• WORK INSTRUCTIONS:
Report every line of the entries that contains the word "below".

• Point-per-instance localization data:
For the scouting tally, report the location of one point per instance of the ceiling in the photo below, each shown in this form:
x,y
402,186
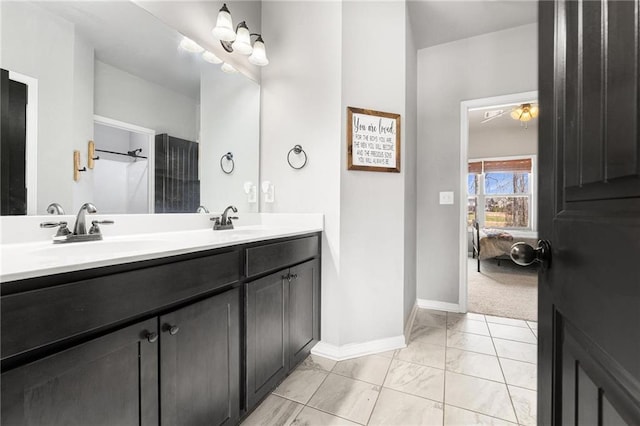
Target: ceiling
x,y
437,22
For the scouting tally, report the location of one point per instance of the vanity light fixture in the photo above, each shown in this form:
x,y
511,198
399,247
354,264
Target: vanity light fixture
x,y
240,39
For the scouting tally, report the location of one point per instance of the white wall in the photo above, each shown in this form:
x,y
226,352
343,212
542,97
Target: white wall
x,y
231,123
50,41
493,64
301,104
372,204
126,97
410,168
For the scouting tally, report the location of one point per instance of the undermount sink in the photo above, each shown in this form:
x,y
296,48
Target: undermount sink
x,y
101,248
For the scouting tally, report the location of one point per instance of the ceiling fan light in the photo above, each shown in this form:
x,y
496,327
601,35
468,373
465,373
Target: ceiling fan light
x,y
223,30
242,44
211,58
259,55
190,45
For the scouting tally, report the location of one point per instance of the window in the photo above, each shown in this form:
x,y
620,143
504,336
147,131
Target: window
x,y
500,193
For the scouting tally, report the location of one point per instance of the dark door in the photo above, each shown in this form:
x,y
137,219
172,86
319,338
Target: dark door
x,y
111,380
589,151
13,137
200,362
267,334
304,310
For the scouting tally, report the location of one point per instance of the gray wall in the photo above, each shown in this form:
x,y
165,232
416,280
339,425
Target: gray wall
x,y
493,64
126,97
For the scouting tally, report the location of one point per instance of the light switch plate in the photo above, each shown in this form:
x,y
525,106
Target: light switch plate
x,y
446,197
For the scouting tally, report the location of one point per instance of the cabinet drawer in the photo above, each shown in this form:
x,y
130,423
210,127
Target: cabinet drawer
x,y
278,255
37,318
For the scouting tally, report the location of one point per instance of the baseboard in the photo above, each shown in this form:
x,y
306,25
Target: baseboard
x,y
410,320
354,350
437,305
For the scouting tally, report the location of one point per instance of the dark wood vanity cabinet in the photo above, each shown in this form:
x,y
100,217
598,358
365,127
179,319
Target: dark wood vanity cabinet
x,y
200,362
163,341
283,324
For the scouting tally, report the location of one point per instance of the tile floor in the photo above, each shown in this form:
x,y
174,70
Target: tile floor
x,y
458,369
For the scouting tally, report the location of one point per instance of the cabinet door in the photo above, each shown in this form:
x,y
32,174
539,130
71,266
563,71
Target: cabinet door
x,y
111,380
304,310
200,362
267,334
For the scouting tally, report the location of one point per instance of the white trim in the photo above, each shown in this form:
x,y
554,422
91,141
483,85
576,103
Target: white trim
x,y
31,142
151,155
410,320
354,350
465,107
438,306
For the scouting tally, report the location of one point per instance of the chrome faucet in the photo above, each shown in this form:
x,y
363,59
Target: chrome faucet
x,y
64,235
80,227
224,222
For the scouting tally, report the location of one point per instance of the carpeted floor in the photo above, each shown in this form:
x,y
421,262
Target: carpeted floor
x,y
507,290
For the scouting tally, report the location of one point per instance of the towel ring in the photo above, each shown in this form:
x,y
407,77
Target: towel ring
x,y
229,157
297,150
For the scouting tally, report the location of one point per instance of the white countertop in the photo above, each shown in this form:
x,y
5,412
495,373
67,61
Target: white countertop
x,y
40,258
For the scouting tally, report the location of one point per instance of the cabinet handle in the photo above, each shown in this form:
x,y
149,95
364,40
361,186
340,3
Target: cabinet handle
x,y
172,329
152,337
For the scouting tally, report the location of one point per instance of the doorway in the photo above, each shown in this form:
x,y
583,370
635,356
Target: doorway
x,y
498,175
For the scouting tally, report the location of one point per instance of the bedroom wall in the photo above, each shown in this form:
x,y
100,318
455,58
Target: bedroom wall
x,y
493,64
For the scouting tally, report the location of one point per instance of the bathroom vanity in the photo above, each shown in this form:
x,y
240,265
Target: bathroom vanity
x,y
185,336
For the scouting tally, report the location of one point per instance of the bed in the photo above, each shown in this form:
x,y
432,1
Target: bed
x,y
496,243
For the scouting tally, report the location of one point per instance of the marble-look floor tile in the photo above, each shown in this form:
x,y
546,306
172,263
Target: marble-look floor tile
x,y
301,384
520,373
397,408
509,332
454,416
274,411
431,318
371,368
345,397
423,353
318,363
506,321
470,342
468,326
312,417
426,334
415,379
525,403
475,394
474,364
469,315
519,351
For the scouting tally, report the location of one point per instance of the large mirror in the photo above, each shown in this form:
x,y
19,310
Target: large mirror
x,y
170,130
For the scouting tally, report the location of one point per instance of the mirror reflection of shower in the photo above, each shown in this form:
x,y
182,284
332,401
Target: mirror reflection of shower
x,y
122,176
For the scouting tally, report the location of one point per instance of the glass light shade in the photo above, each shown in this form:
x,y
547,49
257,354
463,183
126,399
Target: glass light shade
x,y
190,45
229,69
223,30
259,55
211,58
243,40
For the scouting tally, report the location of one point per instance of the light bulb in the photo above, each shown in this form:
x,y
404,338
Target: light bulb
x,y
259,55
190,45
223,30
242,44
211,58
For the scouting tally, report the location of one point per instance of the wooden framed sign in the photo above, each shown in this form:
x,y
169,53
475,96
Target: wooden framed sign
x,y
373,140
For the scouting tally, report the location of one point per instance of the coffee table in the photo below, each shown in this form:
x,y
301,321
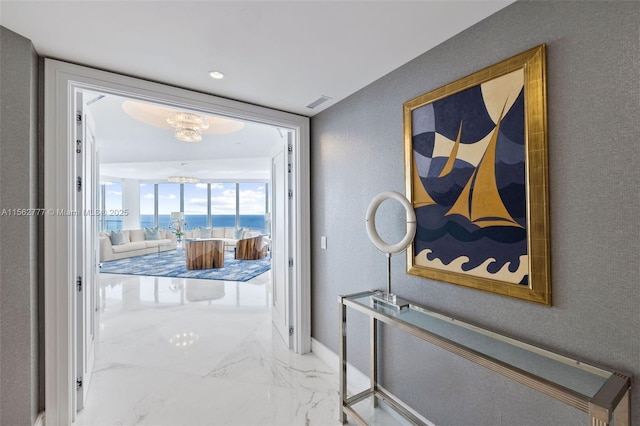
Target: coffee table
x,y
204,253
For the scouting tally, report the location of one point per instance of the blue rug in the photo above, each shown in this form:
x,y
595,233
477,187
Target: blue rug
x,y
172,264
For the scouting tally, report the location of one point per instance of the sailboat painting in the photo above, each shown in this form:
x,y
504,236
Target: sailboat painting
x,y
467,173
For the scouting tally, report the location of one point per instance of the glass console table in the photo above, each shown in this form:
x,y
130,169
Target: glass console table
x,y
603,394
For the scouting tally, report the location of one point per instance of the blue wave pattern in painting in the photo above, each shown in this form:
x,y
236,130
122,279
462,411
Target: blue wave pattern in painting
x,y
444,224
255,222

• ANSWER TO THIS EXERCISE:
For the scouting tally, report the location of one point per instance of the ceiling in the photo below, each shown in this form:
For the scouting tally, report the location of one point per instance of the coffee table in the photo below, each shown in this form:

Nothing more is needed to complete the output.